**WRITTEN REQUEST**
Print every line of the listing exactly, please.

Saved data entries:
· · · ·

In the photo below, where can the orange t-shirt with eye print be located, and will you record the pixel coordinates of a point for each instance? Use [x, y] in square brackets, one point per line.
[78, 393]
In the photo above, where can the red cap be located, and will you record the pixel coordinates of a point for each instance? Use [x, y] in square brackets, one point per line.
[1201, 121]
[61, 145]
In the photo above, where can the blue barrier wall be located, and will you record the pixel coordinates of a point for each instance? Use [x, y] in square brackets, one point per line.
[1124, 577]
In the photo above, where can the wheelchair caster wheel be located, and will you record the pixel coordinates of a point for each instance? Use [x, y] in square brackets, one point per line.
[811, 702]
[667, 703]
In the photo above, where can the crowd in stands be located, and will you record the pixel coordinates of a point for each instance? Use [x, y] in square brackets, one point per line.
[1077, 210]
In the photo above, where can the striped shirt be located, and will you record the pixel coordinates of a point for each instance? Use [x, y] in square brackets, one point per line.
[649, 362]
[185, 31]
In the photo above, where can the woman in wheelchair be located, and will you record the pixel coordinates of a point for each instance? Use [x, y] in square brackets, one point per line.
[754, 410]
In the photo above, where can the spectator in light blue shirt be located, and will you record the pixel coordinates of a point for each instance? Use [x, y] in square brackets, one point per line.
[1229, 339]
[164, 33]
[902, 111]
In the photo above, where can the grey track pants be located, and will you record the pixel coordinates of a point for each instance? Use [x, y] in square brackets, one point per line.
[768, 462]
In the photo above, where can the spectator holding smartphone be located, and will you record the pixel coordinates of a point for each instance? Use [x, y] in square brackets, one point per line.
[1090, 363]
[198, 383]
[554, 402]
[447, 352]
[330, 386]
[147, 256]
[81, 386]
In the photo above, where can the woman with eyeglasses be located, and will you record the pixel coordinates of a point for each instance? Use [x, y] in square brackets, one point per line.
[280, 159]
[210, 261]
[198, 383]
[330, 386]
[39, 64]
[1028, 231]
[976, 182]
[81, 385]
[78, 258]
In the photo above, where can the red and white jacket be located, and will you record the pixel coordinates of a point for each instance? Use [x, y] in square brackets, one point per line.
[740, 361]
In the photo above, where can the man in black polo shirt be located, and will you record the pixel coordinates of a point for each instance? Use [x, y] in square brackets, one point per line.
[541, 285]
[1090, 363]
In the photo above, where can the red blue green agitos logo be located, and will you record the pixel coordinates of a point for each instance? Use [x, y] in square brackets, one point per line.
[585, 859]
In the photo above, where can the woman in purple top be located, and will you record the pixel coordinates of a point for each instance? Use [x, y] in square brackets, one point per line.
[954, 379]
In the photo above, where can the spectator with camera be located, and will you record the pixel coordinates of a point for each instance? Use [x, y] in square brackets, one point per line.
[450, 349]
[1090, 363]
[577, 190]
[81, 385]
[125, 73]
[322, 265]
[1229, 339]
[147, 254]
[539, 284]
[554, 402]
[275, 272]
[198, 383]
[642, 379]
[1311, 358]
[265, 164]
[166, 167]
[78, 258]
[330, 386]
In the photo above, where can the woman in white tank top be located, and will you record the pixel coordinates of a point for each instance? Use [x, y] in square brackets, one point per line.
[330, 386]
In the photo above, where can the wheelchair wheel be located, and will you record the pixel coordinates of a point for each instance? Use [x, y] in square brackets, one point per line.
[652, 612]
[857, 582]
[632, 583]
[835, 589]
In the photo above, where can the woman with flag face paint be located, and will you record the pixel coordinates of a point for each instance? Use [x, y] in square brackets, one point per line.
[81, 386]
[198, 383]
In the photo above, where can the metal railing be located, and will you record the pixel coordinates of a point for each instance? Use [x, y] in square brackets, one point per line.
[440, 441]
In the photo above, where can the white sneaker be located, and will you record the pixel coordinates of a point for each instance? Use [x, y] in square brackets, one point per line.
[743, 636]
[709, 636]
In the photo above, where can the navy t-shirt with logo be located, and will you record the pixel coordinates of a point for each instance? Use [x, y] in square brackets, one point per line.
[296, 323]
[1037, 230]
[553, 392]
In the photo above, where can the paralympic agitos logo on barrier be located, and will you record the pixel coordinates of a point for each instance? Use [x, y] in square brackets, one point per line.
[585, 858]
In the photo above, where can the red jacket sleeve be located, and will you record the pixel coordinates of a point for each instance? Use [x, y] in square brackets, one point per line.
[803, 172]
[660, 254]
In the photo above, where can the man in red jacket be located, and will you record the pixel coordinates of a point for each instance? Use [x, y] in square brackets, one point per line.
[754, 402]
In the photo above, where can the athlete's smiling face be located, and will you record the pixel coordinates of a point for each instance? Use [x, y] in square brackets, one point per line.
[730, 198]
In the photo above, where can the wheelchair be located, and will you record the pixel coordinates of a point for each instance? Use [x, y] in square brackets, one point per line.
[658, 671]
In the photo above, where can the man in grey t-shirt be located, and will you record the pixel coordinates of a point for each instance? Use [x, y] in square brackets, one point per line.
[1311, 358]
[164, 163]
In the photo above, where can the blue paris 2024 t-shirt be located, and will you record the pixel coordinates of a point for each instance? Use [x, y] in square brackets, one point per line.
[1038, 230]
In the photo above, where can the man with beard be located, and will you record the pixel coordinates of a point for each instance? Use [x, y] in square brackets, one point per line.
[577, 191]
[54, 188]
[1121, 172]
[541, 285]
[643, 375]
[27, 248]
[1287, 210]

· · · ·

**FULL ANSWER**
In the photo below, where can the orange t-shirt with eye print be located, and will you record the pixel coordinates of a point for each instance? Use [x, y] in square brackets, one point per line.
[78, 393]
In the photo above, where can the red cap be located, and will you record the pixel coordinates of a point for each instance? Use [x, y] in square brackets, one point per line.
[1201, 121]
[61, 145]
In the photo above, where can the blue barrier wall be located, and will you record the pixel coordinates of a point for each instance? Use [x, y] in square brackets, one point per line.
[1124, 577]
In the photo above, where can the wheelchair caster wheel be located, and will you record the pixel coordinates of a point for each instance? Use [x, y] in square brackets, one point per line.
[811, 702]
[667, 703]
In the photo above, where can the crowd in stands be located, and will you record the pixel coordinates of a point for each instance? Use [x, y] in square brackets, one point per line.
[1077, 210]
In the photo above, where can the striped shirt be located, and will you record the pixel coordinates of a point for each instance? Use [x, y] in square brackets, one point per line.
[649, 362]
[185, 31]
In the photo above, where can the woman in wheelchair be located, and will you record the pixel coordinates of a point for each instance? Use [x, y] in square brackets, one point per line.
[754, 410]
In the photo above, where can the spectator in light blue shirt be located, and will you record the pixel coordinates of a point for each instance? Use [x, y] in square brackets, one point per line.
[1229, 339]
[164, 33]
[902, 111]
In the photo above, where can the grey track pants be located, and will you record the pixel coordinates of a point for each instance? Use [x, y] in square brackets, one point per line.
[768, 462]
In the photo above, where can the spectator holding smartphone be located, and will you record the pixel coordinates of a point for each instance? Use [x, y] in square brackets, one point per line.
[1090, 363]
[198, 383]
[554, 402]
[447, 352]
[330, 386]
[147, 256]
[81, 386]
In the photo above, where can the woman with eyeglasses be located, and will you record the pixel coordinates of a point for each instance? Use [x, y] in square brackets, one point per line.
[280, 159]
[210, 261]
[198, 383]
[330, 386]
[39, 64]
[1028, 231]
[976, 182]
[81, 385]
[78, 258]
In the photo above, where can the red and white jacket be located, and will you record the pixel coordinates of a point for each instance? Use [x, y] in square brackets, one point per line.
[740, 361]
In the photo above, where can the man in black polo shirt be located, and will you record the pixel coordinates of a point for each instance? Use [x, y] in square brackets, one point per line.
[541, 285]
[1090, 363]
In the photo above, where can the red blue green agitos logo be located, and will you record the pixel coordinates of a point for each instance? Use [x, y] in square brackets, one point per line.
[585, 859]
In the photo above, where can the woman in purple top be located, and will you record the pixel coordinates of a point for each instance? Use [x, y] in square brackets, one point per line.
[954, 379]
In the photo above, where can the spectator with camera be located, and will you record the pixel coordinates of a point for each instance? Use [x, y] in square brackets, one point per line.
[450, 349]
[1090, 363]
[577, 190]
[81, 385]
[125, 73]
[322, 265]
[1229, 339]
[147, 254]
[539, 284]
[554, 402]
[275, 272]
[198, 383]
[642, 379]
[1311, 358]
[265, 164]
[166, 167]
[78, 258]
[330, 386]
In the photo above, where can the woman in white tank top be located, and will you record the pixel coordinates of a point for each instance? Use [x, y] in square brackets, one point per line.
[330, 386]
In the photo above, where can the wheelchair wheel be located, and will you record the pixel coordinates of a point for each instance? Use [x, y] in square brackets, one point per line.
[652, 612]
[857, 582]
[632, 583]
[835, 589]
In the photo above, where can the woman with flag face paint be located, and will you record the pixel coordinates of a point for each instance? Use [x, y] in square brackets, one point per line.
[81, 386]
[198, 383]
In the photo above, where can the metal railing be located, and will you record the pixel coordinates of a point for each instance? Use [x, y] in square brackets, one point per line.
[440, 441]
In the photo above, where can the white sneaker be located, and will you record the pixel coordinates of a point for each instance? Use [x, y] in square brackets, one point per line.
[743, 636]
[709, 636]
In the photo above, where can the navy t-shirt with logo be located, and will you record the pixel coordinates of a point for each instance? Use [x, y] in square brackets, one point per line.
[296, 323]
[1037, 230]
[553, 392]
In the photo above, where can the paralympic agitos logo on barrier be located, and will you record the pixel coordinates of a point for each instance? Use [x, y] in square brackets, one point per line.
[585, 858]
In the photo above, where can the red jacket sleeve be located, and will you record the pixel coordinates of a point for each instance? Use [x, y] in square brackets, one point per line.
[803, 172]
[660, 254]
In the photo above, where can the man in red jacket be located, and will you record the pixel coordinates of a point for each instance? Use [x, y] in square brackets, one point per line.
[754, 402]
In the photo above, where can the athlete's smiling face be located, and will you record the pixel coordinates of a point for each instance? Use [x, y] in square brackets, one point per line.
[730, 198]
In the photo above, where can the wheelchair be located, and will you record the pixel coordinates of a point for each instance? Use [x, y] in square brackets, one point per line.
[658, 671]
In the photo above, where can the man in grey t-shirt be located, and will you record the pixel coordinates of a point for each instance? Use [x, y] in square brackets, one point per line.
[1311, 358]
[164, 163]
In the photo above, where can the blue paris 2024 t-shirt be located, and will you record the pixel coordinates of a point for each instance? Use [x, y] in square brackets, one point per line.
[1038, 230]
In the photo above, where can the man with beard be located, and will you record the pixel coordinates of a point for each instance? Use [x, y] in square brackets, one point per line.
[577, 191]
[54, 188]
[1121, 172]
[541, 285]
[643, 375]
[27, 248]
[1287, 210]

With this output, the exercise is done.